*** Opening Supplied material ***
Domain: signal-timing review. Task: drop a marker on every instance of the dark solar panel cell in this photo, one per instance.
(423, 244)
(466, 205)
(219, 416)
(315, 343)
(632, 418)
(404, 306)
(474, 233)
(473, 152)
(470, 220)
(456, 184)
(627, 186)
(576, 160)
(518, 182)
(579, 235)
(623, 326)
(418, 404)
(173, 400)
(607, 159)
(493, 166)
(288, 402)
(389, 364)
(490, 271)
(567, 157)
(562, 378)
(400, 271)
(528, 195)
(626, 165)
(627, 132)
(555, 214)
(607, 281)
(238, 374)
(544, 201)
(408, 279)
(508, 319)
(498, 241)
*** Closing Supplied material ***
What this task involves: Create a word-for-word copy of the whole listing.

Completed task:
Domain: signal-timing review. Task: drop a marker on every instance of the dark solar panel cell in this photo, one per instance.
(423, 244)
(466, 205)
(219, 416)
(315, 343)
(632, 418)
(404, 306)
(474, 233)
(473, 152)
(470, 220)
(456, 184)
(627, 186)
(576, 160)
(518, 182)
(579, 235)
(623, 326)
(418, 404)
(173, 400)
(607, 159)
(493, 166)
(288, 402)
(389, 364)
(490, 271)
(567, 157)
(562, 378)
(400, 271)
(528, 195)
(626, 165)
(627, 132)
(555, 214)
(607, 281)
(238, 374)
(544, 201)
(408, 279)
(508, 319)
(498, 241)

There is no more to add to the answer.